=== Begin Enclosure ===
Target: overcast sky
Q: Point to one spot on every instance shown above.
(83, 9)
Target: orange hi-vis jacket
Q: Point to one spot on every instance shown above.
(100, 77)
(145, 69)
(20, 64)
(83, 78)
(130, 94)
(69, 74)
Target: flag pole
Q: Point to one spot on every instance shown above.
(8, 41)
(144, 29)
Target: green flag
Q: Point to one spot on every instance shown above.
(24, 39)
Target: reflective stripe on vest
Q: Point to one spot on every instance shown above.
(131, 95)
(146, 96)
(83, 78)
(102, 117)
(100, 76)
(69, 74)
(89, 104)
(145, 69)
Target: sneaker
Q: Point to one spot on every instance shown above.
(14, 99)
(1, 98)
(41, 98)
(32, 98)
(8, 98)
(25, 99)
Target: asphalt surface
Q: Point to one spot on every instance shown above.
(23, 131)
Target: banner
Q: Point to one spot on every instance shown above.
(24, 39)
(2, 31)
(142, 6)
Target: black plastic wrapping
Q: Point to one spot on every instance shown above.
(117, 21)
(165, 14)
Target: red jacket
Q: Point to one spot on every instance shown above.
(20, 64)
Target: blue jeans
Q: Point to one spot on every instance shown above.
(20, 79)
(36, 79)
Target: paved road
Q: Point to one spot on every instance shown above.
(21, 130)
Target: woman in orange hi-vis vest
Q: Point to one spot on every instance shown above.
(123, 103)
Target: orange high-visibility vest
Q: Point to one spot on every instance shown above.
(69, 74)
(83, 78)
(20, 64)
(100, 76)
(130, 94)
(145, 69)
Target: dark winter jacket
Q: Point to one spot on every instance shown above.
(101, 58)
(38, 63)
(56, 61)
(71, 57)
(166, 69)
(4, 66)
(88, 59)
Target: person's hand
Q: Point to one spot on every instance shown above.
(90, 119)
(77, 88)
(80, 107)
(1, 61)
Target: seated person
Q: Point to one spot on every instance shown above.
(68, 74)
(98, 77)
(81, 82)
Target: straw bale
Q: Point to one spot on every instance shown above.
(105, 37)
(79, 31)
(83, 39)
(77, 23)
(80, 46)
=== End Enclosure ===
§ **What you will do**:
Nothing in the material may change; reproduce it all.

§ **Solution**:
Target: overcast sky
Q: Point to one spot on every instance shown above.
(83, 9)
Target: orange hi-vis jacket
Q: Point to one spot on every instance shown above.
(100, 77)
(145, 69)
(20, 64)
(83, 78)
(130, 94)
(69, 74)
Target: flag pole
Q: Point to one spot on every instance shown above.
(8, 41)
(144, 29)
Target: green flag
Q: Point to one spot on every instance shown above.
(24, 39)
Target: reflective stripe on vest
Q: Point to one spot on every instance shown above.
(131, 95)
(146, 96)
(83, 78)
(102, 117)
(100, 76)
(69, 74)
(89, 104)
(145, 69)
Target: sneaker
Q: Point to one spot on every instance shown above.
(14, 99)
(1, 98)
(41, 98)
(32, 98)
(8, 98)
(25, 99)
Target: asphalt surface
Q: Point to one spot on every instance shown above.
(23, 131)
Target: banner
Q: Point to one spot on every instance shown above.
(24, 39)
(2, 31)
(142, 6)
Target: black plastic wrapping
Q: Point to one spot on every instance shown above.
(117, 21)
(165, 14)
Target: red jacket
Q: Point to one spot on every instance shown above.
(20, 64)
Target: blue jeans
Q: Point to one spot on every instance shown above.
(20, 79)
(36, 79)
Target: paved road
Q: Point to one spot on every instance shown above.
(21, 130)
Target: woman in orange hi-vis vest
Q: Point to one spot on every instance shown above.
(123, 103)
Target: orange high-visibility vest
Q: Point to one spot on every instance shown above.
(69, 74)
(83, 78)
(20, 64)
(100, 76)
(130, 94)
(145, 69)
Target: dark winter jacket
Q: Point to one spot on every instance shown above.
(101, 58)
(38, 63)
(56, 61)
(71, 57)
(166, 69)
(4, 66)
(88, 59)
Target: person's hand
Q: Point to one spot on every instance shown above.
(90, 119)
(77, 88)
(80, 107)
(1, 61)
Target: seated person
Q: Point to one spot on every instance shown above.
(68, 74)
(98, 77)
(81, 82)
Target: straw bale
Q: Point to one spot on every instance shown above.
(105, 37)
(79, 31)
(83, 39)
(77, 23)
(80, 46)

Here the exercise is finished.